14. The method of claim 11, wherein the uncontrolled semiconductor
switch comprises a diode or.
15. A method of operating a load tap changer comprising:
transferring an electric current flowing in a mechanical switch
connected between a first tap and an output terminal of a voltage
conversion device to a first branch including a semiconductor
switch; diverting the electric current flowing in the first branch
to a second branch including an impedance component or an
uncontrolled semiconductor switch; and transferring the electric
current flowing in the second branch to the mechanical switch
connected between a second tap and the power terminal.
16. The method of claim 15, wherein transferring the electric
current flowing in the mechanical switch comprises first connecting
the first branch between the first tap and the power terminal and
then disconnecting the mechanical switch from the first tap.
17. The method of claim 15, wherein diverting the electric current
flowing in the first branch comprises first connecting the second
branch to the second tap and then disconnecting the first branch
from the first tap.
18. The method of claim 15, wherein transferring the electric
current flowing in the second branch comprises first connecting the
mechanical switch to the second tap and then disconnecting the
second branch from the second tap.

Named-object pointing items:
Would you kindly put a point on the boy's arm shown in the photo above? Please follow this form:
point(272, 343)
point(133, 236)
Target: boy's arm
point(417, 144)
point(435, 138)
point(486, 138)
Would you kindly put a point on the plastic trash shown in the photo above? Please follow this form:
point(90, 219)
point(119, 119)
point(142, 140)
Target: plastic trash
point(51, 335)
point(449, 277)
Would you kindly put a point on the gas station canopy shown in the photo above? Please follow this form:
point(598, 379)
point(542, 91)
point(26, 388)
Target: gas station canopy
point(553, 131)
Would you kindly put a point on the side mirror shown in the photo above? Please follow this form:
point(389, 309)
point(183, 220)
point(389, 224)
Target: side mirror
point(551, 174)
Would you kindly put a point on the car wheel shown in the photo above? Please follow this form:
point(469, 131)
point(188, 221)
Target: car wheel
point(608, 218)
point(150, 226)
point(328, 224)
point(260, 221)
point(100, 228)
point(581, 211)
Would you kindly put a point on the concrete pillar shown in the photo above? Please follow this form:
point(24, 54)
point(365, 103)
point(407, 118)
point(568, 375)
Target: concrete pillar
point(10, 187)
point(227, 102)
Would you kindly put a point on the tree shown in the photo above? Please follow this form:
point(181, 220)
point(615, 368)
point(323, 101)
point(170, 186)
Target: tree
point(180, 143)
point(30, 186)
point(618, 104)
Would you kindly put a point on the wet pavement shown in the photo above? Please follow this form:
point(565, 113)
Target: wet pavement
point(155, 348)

--

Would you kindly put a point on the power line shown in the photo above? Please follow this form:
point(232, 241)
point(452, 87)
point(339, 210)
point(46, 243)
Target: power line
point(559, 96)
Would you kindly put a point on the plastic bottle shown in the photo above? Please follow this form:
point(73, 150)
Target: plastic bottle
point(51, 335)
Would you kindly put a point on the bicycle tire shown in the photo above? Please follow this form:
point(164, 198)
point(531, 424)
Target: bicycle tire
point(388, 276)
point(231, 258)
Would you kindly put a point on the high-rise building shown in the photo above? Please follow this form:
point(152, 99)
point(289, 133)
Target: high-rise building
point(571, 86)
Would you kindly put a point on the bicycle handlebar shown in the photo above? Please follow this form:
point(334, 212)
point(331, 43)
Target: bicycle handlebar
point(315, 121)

* **TASK LIST**:
1) Answer these questions about the tap changer claims.
(a) According to claim 16, what is done first when transferring the current flowing in the mechanical switch?
(b) According to claim 17, what is disconnected after the second branch is connected to the second tap?
(c) According to claim 18, what is connected to the second tap before the second branch is disconnected?
2) Go on with the tap changer claims from the point where they stop.
None of the items are needed here.

* **THE ANSWERS**:
1)
(a) The first branch is connected between the first tap and the power terminal.
(b) The first branch is disconnected from the first tap.
(c) The mechanical switch.

2)
19. A load tap changer comprising: a mechanical switch connected to
a power terminal of a voltage conversion device to carry an
electric current and activated to switch from a first tap to a
second tap of the voltage conversion device when a tap change
signal is received; an impedance branch or an uncontrolled
semiconductor switch connected between the first tap and the power
terminal of the voltage conversion device when the tap change
signal is received and disconnected before the mechanical switch is
connected to the second tap; and a semiconductor switch connected
between the second tap and the power terminal of the voltage
conversion device before the mechanical switch is connected to the
second tap, wherein the semiconductor switch is disconnected after
the mechanical switch is connected to the second tap.
20. The load tap changer of claim 19, wherein the first tap and the
second tap are any two taps of the voltage conversion device.
Description
BACKGROUND
Embodiments of the system relate generally to a field of voltage
regulation and more specifically to a load tap changer for power
delivery.
Electricity is supplied to consumers through a power grid at a very
high voltage to reduce energy losses during transmission. The
increasing use of distributed and renewable-based generation in the
power grid requires more flexibility in network voltage regulation.
Transformers have been classically used to scale the network
voltage allowing efficient transmission and distribution of power.
Nevertheless, their use as a tool for voltage regulation was
limited mainly due to the large cost implications, which did not
match the otherwise relatively lower cost of power
transformers.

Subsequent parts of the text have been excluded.